▶ _The task_
Output exactly the lines that run from the line with "Retail shelf audit in progress. Identify where the silver" to the end of the material, both ends included, and no other lines.

▶ _Entries shown_
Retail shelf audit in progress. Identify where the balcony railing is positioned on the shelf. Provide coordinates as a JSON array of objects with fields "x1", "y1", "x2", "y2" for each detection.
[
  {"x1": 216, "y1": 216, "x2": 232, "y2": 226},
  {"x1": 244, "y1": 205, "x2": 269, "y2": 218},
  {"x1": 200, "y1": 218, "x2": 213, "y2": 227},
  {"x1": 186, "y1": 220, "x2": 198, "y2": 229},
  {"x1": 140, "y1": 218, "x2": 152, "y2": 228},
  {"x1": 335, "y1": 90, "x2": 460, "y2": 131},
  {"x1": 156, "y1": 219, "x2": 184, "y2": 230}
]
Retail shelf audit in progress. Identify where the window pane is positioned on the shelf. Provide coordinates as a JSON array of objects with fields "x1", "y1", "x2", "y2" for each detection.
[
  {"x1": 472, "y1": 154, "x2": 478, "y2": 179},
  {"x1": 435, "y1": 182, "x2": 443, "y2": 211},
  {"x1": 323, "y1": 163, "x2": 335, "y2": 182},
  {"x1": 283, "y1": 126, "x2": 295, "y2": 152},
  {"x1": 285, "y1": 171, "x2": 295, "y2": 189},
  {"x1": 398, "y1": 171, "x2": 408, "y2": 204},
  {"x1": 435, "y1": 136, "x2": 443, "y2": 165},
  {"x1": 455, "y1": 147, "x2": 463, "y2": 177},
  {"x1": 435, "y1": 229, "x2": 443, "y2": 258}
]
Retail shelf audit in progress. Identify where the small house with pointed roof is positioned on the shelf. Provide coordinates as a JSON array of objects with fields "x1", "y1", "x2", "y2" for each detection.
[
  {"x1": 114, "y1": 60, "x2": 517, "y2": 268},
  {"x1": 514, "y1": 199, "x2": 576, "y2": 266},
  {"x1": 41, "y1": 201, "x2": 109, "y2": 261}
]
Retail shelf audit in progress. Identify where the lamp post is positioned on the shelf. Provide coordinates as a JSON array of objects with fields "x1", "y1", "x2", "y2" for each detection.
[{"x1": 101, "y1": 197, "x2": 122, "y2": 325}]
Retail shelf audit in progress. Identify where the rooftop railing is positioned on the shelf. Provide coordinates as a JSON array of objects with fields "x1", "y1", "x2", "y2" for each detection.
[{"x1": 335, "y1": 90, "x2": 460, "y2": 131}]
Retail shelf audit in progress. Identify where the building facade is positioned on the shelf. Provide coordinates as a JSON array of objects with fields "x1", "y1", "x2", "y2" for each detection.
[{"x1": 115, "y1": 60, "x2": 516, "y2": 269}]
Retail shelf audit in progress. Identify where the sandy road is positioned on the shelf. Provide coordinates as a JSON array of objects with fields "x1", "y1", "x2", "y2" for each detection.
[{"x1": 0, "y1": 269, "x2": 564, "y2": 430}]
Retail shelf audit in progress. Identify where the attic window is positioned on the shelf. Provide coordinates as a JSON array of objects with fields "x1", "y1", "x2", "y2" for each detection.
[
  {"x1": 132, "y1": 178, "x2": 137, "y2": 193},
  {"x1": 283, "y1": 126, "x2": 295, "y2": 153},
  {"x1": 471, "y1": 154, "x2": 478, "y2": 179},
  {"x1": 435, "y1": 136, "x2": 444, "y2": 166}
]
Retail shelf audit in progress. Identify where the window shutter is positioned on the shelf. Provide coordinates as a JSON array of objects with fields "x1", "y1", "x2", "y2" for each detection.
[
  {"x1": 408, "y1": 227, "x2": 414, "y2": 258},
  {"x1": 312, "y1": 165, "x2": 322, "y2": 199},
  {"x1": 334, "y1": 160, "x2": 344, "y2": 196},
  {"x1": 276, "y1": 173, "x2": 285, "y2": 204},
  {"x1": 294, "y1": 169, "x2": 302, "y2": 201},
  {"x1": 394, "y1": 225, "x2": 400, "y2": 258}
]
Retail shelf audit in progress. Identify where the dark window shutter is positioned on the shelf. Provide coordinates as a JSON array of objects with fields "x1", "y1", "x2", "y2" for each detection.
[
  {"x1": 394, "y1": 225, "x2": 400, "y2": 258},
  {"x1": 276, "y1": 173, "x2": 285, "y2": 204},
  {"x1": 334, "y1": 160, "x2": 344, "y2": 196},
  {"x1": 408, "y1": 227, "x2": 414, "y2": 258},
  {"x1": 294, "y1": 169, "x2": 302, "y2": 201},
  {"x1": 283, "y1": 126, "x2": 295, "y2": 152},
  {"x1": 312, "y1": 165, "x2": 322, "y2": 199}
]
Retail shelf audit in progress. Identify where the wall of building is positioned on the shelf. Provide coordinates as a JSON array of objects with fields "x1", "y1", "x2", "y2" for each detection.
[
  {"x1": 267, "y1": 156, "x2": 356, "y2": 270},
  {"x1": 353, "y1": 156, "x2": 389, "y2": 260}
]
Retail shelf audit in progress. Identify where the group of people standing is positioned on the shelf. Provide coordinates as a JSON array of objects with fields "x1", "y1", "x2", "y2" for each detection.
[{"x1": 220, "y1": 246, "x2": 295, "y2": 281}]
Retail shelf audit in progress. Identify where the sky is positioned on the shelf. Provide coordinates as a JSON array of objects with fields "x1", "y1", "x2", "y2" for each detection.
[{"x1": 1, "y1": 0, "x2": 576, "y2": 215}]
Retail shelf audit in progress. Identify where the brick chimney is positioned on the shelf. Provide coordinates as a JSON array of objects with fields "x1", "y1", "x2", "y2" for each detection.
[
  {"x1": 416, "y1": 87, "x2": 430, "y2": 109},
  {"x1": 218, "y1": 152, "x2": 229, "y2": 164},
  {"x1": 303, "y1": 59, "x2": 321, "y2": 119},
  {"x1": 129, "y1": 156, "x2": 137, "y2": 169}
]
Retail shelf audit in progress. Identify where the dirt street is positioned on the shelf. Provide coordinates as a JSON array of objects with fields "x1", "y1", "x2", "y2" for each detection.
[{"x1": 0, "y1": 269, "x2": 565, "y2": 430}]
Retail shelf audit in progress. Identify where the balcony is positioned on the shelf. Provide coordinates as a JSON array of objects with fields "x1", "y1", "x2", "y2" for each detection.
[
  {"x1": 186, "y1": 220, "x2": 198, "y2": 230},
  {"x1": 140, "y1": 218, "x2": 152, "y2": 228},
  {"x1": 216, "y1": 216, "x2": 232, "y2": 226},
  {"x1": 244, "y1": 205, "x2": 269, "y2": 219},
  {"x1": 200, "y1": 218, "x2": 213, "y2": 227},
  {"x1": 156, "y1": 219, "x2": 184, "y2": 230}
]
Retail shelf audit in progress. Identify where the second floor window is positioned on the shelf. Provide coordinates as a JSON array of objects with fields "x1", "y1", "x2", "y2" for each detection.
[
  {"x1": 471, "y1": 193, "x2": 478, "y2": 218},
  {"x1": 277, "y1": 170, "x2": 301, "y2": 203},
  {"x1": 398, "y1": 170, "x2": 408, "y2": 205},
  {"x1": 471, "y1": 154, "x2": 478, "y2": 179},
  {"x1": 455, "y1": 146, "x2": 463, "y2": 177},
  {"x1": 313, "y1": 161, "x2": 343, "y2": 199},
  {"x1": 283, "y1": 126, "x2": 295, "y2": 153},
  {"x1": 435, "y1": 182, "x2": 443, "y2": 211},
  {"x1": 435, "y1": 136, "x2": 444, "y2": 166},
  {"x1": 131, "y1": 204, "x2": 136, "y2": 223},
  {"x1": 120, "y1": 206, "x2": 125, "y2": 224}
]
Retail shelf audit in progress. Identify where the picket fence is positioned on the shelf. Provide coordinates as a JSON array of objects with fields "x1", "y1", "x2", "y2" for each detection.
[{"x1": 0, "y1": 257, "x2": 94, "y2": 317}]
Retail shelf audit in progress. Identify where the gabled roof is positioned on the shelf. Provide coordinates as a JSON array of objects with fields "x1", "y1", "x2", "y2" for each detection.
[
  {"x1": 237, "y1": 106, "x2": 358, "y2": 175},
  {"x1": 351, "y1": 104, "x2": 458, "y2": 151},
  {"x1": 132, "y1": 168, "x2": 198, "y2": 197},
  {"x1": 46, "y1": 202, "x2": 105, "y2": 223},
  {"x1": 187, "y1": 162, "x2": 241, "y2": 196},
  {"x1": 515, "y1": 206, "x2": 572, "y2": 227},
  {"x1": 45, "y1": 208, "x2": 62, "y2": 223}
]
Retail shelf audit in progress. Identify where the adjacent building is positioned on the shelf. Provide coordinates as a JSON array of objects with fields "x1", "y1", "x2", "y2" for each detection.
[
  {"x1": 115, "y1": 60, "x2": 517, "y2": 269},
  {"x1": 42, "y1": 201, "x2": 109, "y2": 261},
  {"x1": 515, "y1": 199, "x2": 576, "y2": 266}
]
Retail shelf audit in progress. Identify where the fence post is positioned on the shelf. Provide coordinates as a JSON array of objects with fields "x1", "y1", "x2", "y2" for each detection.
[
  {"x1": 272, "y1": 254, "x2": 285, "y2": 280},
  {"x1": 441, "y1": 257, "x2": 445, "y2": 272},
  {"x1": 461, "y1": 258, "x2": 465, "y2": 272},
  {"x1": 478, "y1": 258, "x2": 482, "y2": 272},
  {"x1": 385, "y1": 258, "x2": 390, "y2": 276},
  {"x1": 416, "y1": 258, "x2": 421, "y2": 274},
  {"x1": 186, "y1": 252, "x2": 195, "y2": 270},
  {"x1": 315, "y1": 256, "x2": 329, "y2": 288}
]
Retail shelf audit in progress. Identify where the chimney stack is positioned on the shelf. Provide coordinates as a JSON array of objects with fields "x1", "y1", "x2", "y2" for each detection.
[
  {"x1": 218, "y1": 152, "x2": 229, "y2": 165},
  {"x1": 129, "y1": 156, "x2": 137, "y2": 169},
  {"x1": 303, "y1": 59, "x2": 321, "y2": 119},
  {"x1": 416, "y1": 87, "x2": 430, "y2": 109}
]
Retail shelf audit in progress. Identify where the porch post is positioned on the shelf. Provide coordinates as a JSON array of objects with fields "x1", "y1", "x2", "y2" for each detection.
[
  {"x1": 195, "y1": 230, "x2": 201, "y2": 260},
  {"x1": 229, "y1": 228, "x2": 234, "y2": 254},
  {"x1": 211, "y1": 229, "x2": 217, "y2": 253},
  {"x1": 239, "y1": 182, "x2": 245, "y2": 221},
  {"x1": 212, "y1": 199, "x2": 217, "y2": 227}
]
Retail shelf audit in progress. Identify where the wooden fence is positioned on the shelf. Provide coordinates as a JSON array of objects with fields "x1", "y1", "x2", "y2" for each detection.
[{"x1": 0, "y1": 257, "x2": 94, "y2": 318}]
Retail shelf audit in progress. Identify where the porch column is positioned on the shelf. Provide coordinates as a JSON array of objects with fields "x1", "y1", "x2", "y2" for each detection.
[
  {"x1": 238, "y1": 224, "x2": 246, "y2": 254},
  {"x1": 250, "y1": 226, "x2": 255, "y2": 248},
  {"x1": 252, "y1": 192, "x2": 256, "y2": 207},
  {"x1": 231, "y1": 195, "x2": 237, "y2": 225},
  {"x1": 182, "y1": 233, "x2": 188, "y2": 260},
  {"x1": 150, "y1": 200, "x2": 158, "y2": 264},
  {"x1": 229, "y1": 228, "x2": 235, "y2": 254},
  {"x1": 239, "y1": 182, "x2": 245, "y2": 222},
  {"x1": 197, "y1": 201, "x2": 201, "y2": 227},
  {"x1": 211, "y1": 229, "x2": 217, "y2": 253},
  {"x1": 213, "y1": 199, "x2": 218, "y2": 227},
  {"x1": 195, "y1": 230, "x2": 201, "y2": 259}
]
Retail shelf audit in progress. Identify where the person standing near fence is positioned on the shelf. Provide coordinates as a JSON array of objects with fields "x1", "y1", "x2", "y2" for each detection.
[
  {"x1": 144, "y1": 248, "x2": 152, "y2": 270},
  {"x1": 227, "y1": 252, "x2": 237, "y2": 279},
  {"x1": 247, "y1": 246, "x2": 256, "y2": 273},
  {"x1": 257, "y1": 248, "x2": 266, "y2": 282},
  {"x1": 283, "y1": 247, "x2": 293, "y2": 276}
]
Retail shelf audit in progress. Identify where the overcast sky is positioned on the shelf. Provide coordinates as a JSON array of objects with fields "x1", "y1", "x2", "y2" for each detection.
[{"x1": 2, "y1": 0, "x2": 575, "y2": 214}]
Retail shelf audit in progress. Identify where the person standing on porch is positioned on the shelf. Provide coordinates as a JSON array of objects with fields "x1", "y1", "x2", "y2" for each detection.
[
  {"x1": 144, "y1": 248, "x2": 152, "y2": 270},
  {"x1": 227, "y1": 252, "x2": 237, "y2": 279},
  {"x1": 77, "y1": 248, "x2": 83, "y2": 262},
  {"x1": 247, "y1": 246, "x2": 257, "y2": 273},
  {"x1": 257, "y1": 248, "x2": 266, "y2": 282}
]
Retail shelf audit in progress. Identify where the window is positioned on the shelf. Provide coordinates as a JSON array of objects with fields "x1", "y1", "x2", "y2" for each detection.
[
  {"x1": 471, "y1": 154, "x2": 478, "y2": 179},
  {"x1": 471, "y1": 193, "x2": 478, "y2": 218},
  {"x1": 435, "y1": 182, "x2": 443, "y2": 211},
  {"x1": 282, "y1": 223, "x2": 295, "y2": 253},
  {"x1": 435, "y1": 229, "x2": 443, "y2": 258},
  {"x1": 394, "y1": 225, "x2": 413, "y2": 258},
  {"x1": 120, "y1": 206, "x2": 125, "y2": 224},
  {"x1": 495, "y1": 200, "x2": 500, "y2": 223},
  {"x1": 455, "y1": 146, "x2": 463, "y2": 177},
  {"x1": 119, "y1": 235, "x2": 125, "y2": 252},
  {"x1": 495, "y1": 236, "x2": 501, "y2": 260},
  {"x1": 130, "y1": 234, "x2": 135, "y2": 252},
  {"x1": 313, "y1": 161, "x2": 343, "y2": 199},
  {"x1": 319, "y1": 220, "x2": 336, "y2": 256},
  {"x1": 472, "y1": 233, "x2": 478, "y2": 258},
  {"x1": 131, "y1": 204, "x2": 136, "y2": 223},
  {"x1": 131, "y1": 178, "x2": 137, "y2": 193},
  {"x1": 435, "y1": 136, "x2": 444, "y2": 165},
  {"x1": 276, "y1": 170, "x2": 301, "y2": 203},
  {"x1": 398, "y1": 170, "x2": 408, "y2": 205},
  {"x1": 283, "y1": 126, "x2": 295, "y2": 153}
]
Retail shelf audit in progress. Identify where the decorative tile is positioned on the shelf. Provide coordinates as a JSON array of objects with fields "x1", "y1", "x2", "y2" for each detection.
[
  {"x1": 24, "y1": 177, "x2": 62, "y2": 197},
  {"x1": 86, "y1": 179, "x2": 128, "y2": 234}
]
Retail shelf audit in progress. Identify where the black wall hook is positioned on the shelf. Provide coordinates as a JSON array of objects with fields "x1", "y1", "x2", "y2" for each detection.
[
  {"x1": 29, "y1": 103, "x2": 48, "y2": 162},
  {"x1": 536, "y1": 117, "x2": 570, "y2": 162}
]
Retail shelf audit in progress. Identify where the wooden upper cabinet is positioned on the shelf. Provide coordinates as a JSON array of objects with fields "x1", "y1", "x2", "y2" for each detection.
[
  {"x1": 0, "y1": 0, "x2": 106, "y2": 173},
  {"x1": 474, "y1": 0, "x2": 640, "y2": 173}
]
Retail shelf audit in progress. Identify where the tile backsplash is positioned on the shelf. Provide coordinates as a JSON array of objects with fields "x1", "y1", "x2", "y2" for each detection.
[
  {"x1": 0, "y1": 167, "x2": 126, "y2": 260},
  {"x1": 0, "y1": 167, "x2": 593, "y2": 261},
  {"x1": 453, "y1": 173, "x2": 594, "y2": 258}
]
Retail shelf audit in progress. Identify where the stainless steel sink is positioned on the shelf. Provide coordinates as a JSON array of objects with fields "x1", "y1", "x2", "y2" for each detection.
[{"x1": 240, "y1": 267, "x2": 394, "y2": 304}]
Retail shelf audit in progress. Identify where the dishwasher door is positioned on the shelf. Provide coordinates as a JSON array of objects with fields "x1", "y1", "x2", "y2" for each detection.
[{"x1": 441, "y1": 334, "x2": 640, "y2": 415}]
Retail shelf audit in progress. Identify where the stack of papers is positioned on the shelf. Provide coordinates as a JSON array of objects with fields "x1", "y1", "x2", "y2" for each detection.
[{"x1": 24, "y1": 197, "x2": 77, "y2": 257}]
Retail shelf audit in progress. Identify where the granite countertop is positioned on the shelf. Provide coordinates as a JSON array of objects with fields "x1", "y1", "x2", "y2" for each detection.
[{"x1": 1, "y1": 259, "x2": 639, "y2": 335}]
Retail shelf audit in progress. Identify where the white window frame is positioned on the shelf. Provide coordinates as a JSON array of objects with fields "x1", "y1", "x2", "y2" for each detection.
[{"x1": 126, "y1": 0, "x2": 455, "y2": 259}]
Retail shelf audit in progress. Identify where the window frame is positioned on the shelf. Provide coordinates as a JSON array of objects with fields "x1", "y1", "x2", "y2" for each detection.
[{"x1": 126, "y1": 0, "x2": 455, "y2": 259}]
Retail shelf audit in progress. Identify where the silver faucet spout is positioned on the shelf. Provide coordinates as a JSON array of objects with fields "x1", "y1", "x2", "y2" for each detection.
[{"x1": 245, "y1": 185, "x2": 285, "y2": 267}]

▶ _Answer for this exercise_
Retail shelf audit in progress. Identify where the silver faucet spout is positioned on the shelf. Provide coordinates as a JSON array of objects with fields "x1", "y1", "x2", "y2" for each detection.
[{"x1": 245, "y1": 185, "x2": 285, "y2": 267}]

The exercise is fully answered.